# [Aufgabenstellung]
Gib sämtliche Einträge Zeile für Zeile unverändert aus.

+===+

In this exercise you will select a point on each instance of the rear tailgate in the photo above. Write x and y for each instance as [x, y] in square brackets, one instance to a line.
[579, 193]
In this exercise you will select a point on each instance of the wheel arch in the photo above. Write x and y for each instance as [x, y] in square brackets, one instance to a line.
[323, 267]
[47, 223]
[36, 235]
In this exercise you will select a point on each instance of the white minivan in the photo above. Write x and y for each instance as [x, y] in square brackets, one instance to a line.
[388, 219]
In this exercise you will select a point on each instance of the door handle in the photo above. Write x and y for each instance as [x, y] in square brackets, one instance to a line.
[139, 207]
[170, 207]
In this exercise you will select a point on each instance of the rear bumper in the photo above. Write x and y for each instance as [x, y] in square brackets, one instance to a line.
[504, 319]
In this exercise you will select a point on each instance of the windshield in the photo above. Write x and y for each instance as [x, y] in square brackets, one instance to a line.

+===+

# [Ausgearbeitete Lösung]
In this exercise you will select a point on each instance of the rear tailgate in the photo above. Write x and y for each instance as [x, y] in square brackets, one instance to a line.
[579, 193]
In this exercise you will select a point on each instance of the wheel arch in the photo above. Write x and y for each instance as [x, y] in square brackets, one instance to a line.
[323, 267]
[47, 223]
[36, 235]
In this exercise you will select a point on each instance of the white minivan in the photo above. Write x and y for each instance as [x, y] in square brackets, one instance to a line.
[388, 219]
In this exercise you will select a point on each instance of the door handle in the photo above. Write x and y for each instance as [x, y] in square brackets, one instance to a line.
[139, 207]
[170, 207]
In this exercise you will select a point on each instance of the rear bumper in the photo above. Write x and y for each instance as [x, y] in square brackets, one instance to a line.
[504, 319]
In this exercise you will select a point on each instance of the windshield in the photo above. Write x and y for each instance as [x, y] in square brackets, one instance to a line.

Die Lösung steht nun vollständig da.